■ EXERCISE DETAILS: Convert the items below into a Markdown table with the columns Row and Line. Begin at the line that has "Place a pin on every instance of the gray-haired", stop after the line that has "Query: gray-haired woman", include nothing else, and omit blank lines and the pictures.

■ RECORDS SHOWN:

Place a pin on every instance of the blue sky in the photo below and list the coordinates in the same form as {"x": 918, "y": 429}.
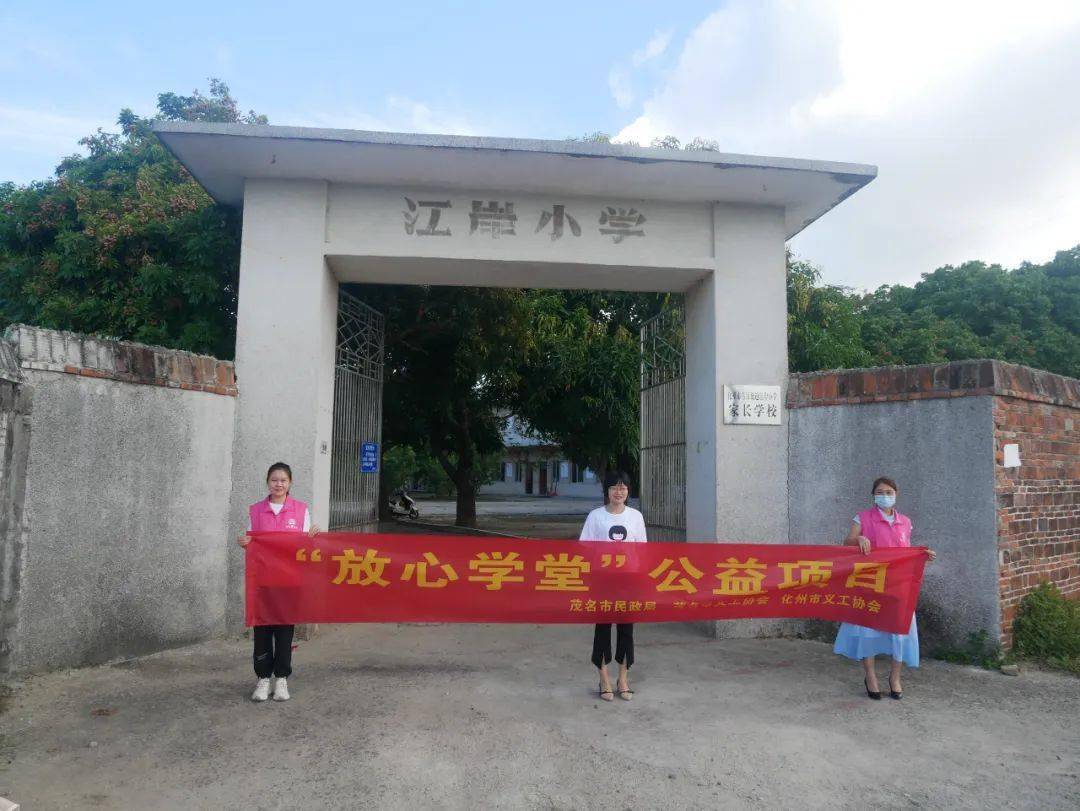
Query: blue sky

* * *

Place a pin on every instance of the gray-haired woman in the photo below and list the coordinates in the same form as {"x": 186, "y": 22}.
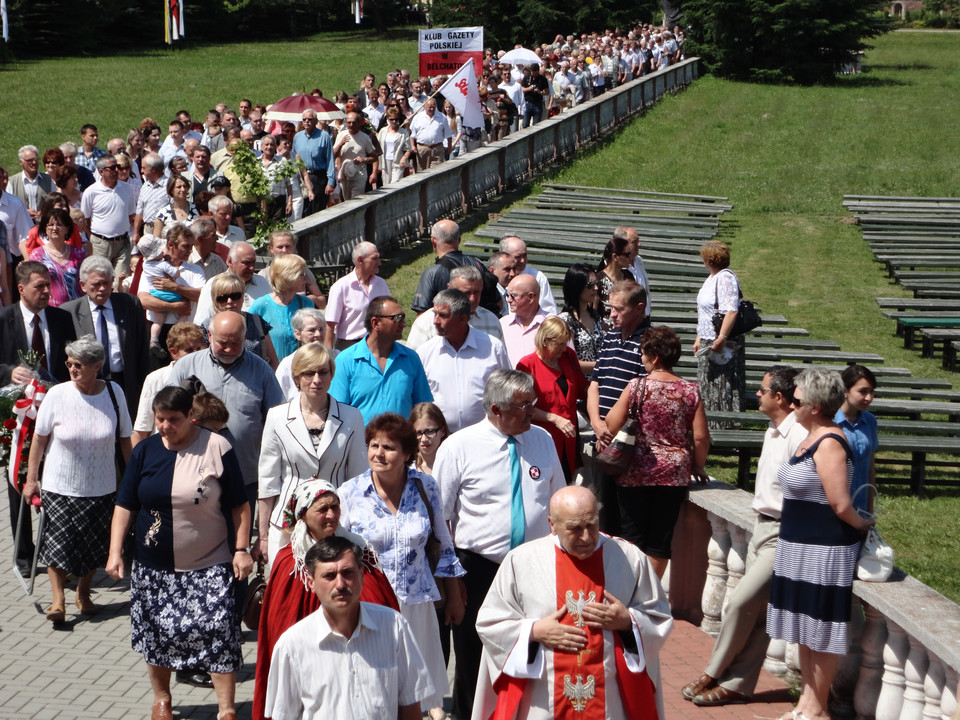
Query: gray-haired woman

...

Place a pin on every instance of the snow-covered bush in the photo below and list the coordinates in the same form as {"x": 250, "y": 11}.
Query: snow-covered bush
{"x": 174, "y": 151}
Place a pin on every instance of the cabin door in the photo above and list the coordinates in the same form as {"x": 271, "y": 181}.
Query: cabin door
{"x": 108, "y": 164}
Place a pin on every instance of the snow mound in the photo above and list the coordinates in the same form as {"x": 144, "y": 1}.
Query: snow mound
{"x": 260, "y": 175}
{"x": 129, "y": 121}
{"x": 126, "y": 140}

■ WRITTEN REPLY:
| Row | Line |
|---|---|
| 1 | Place a pin on every instance of the gray-haired woman in the photo below and list the coordinates in the same form as {"x": 186, "y": 22}. |
| 2 | Query: gray-haired woman |